Text segment »
►

In the above two equations, k is a constant. The product $2\pi rB$ is called the circulation of magnetic induction intensity B. From equations (3) and (4), we know that DC current produces closed magnetic field lines (magnetic field B) surrounding the current-carrying wire. The magnetic induction intensity B (magnetic field line density) at a point distance r from the wire is proportional to the current I flowing in the wire and inversely proportional to the distance r. The magnetic field lines distributed around the wire are denser closer to the wire, meaning the magnetic induction intensity B is greater, and vice versa. The greater the current, the larger the range over which magnetic field lines extend. Obviously, the magnetic field lines at distance r from the current-carrying wire are not established instantaneously out of nothing. According to the principle that like magnetic field lines repel each other, it is not difficult to imagine that the magnetic field lines surrounding the wire begin at positions close to the wire and gradually expand outward as the current in the wire increases from zero and its density gradually increases. Conversely, as the current in the wire gradually decreases, the magnetic field line density gradually becomes thinner and contracts toward the wire. The magnetic field lines around the wire change with the increase or decrease of current in the wire, expanding and contracting in the direction perpendicular to the current. If the current direction in the wire reverses, the magnetic field line direction also reverses, but the pattern of expansion and contraction with current increase and decrease remains unchanged. Assuming that equations (3) and (4) also apply to changing currents (accelerated moving charges), then when periodic alternating current flows in the wire, such as sinusoidal current, the magnetic field lines will vibrate like a longitudinal wave medium in the direction perpendicular to the current, forming the magnetic field line wave component of electromagnetic waves and propagating outward at the speed of light. However, due to the non-open circuit structure, the propagation distance of magnetic field line waves from such circuits is very limited.

◄

Recorded information »
►

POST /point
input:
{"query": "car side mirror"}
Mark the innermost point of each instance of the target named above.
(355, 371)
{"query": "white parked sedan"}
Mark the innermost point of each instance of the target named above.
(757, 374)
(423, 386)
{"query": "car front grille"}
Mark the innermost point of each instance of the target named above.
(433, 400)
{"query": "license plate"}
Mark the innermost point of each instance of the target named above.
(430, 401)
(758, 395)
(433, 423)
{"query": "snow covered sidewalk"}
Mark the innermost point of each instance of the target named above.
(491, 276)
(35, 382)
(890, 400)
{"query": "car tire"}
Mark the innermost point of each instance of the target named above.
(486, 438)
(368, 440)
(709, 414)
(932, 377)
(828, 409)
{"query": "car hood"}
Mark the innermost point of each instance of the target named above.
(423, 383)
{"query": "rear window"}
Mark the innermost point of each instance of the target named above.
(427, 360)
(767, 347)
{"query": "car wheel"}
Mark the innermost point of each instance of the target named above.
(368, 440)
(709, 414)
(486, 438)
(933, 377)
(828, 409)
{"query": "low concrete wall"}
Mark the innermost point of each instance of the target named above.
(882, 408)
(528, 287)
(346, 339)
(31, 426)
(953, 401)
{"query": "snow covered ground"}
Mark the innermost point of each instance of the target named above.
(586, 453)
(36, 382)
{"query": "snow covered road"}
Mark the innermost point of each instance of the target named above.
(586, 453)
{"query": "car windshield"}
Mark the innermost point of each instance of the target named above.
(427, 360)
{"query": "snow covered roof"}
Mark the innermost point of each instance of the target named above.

◄

Exercise instructions »
Using the passage on magnetic field lines around a current-carrying wire, answer briefly:
(a) What name is given to the product $2\pi rB$?
(b) What happens to the magnetic field lines as the current in the wire gradually decreases?
(c) What reason does the passage give for the very limited propagation distance of magnetic field line waves from such circuits?

Written answer »
(a) The circulation of magnetic induction intensity B.
(b) Their density gradually becomes thinner, and they contract toward the wire.
(c) The non-open circuit structure.